*** Block opens ***

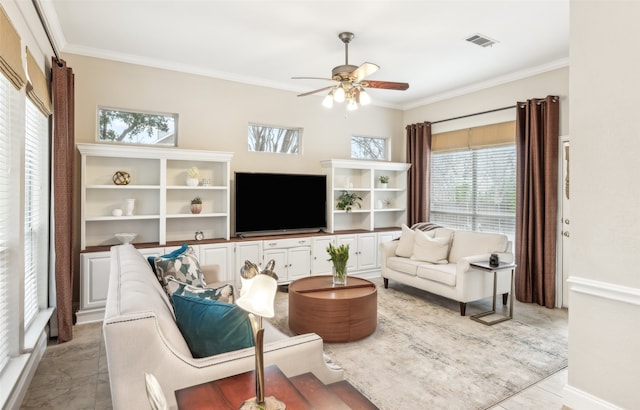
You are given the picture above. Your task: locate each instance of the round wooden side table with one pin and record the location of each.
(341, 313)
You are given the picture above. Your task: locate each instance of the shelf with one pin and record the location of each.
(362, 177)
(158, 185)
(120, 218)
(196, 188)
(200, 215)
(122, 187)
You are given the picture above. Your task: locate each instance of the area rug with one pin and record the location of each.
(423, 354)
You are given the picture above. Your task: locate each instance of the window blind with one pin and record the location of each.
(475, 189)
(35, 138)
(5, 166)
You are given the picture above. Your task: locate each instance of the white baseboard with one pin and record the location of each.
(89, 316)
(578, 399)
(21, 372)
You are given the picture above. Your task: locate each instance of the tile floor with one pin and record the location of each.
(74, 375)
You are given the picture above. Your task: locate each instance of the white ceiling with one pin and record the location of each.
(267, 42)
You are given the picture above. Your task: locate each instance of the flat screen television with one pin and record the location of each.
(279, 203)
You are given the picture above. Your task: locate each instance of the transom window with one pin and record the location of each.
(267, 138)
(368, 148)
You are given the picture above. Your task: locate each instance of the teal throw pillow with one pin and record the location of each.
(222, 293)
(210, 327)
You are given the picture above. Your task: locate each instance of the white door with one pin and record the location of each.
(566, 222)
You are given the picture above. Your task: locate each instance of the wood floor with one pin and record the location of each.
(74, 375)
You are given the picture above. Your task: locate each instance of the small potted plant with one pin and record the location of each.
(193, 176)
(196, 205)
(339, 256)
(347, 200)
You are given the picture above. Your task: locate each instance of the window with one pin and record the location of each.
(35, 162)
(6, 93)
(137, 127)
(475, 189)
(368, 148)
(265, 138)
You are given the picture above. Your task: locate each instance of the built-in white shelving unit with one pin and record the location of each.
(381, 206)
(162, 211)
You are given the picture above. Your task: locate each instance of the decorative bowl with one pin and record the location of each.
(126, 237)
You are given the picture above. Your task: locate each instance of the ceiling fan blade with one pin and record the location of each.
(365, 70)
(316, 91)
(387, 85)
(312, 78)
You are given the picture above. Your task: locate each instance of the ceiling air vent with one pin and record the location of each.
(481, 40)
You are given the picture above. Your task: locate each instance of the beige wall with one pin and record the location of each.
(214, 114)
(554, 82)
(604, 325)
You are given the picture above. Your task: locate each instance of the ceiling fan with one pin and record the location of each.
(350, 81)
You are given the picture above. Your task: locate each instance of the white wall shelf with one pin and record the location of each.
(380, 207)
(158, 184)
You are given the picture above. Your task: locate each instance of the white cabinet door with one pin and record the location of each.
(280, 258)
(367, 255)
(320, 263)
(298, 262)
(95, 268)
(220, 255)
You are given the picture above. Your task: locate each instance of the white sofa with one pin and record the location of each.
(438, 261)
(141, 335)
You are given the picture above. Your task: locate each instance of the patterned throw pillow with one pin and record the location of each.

*** Block closes ***
*** Block opens ***

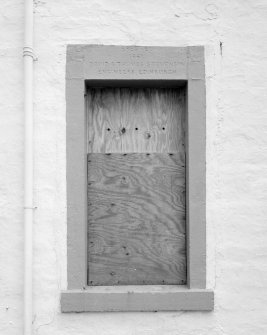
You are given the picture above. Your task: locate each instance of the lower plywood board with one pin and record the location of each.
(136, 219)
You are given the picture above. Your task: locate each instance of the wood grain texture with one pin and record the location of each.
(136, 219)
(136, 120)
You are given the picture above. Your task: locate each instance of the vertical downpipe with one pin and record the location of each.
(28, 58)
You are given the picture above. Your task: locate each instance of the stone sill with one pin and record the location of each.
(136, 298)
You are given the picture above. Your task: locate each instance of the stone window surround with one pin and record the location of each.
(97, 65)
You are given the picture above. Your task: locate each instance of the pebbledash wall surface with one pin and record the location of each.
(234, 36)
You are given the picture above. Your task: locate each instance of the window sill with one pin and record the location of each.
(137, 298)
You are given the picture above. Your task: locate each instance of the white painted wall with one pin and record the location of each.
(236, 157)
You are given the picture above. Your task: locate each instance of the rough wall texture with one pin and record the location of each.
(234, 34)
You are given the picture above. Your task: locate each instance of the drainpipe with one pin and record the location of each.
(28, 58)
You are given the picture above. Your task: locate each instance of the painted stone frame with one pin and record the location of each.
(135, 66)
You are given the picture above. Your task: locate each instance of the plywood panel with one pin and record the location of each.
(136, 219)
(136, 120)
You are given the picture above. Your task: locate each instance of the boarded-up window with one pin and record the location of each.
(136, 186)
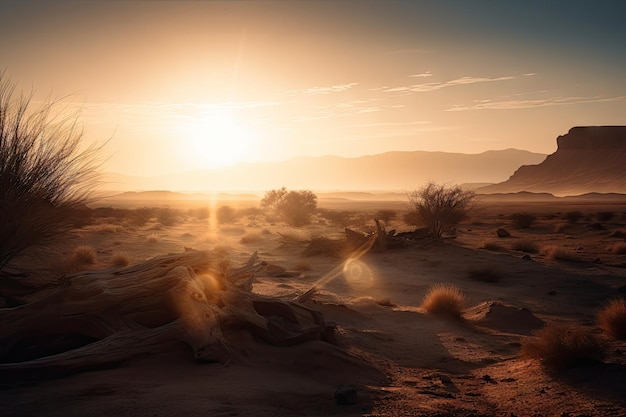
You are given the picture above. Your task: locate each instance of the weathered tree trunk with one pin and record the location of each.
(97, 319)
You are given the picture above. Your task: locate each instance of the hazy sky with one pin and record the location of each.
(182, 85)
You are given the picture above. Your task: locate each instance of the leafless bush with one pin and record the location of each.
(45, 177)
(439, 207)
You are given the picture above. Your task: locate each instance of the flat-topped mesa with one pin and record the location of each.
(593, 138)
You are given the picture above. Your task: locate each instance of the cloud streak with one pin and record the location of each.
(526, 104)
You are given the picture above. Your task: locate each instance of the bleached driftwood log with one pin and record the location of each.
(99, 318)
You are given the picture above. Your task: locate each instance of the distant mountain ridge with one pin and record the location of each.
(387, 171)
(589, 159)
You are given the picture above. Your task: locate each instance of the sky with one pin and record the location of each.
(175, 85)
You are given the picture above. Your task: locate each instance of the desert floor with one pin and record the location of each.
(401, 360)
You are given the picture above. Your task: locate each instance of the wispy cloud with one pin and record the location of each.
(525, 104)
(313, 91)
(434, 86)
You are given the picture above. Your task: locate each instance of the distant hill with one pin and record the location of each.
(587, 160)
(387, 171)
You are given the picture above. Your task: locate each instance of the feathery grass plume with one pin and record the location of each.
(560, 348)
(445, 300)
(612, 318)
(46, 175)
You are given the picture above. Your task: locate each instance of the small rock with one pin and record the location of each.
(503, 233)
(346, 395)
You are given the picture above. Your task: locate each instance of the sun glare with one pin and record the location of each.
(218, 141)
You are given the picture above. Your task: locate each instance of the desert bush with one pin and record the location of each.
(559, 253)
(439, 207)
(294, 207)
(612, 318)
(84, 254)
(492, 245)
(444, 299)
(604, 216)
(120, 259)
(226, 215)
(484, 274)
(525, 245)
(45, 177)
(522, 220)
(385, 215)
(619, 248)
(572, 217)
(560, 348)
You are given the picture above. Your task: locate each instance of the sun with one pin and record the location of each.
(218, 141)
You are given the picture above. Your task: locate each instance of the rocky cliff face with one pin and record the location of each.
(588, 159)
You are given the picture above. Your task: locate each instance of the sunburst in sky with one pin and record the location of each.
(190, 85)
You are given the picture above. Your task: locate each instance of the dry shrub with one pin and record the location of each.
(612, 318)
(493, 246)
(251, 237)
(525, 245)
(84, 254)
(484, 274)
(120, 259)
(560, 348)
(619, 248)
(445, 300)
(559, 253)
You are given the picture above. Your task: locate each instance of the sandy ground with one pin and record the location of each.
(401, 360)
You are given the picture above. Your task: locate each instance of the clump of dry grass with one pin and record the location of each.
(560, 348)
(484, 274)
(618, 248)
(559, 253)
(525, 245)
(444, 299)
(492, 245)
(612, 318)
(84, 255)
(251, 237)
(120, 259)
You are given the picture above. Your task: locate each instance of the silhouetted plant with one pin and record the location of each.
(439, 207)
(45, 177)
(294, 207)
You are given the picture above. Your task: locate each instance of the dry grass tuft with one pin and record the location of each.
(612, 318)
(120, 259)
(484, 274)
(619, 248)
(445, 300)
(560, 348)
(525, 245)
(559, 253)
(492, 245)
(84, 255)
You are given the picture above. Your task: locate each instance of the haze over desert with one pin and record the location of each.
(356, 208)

*** Block closes ***

▶ _ASSIGNED TASK_:
Out of the material above, output word for word the line with "the white sofa", the line with "of the patterned", and all lines between them, with nothing else.

▶ _SOLUTION FOR THIS PROBLEM_:
You are given the picture above. Your task: locate each instance of the white sofa with one pin and record the location of each.
(438, 261)
(141, 335)
You are given the picture above. Your task: locate each instance of the patterned throw pillow with one pin and record the location of each.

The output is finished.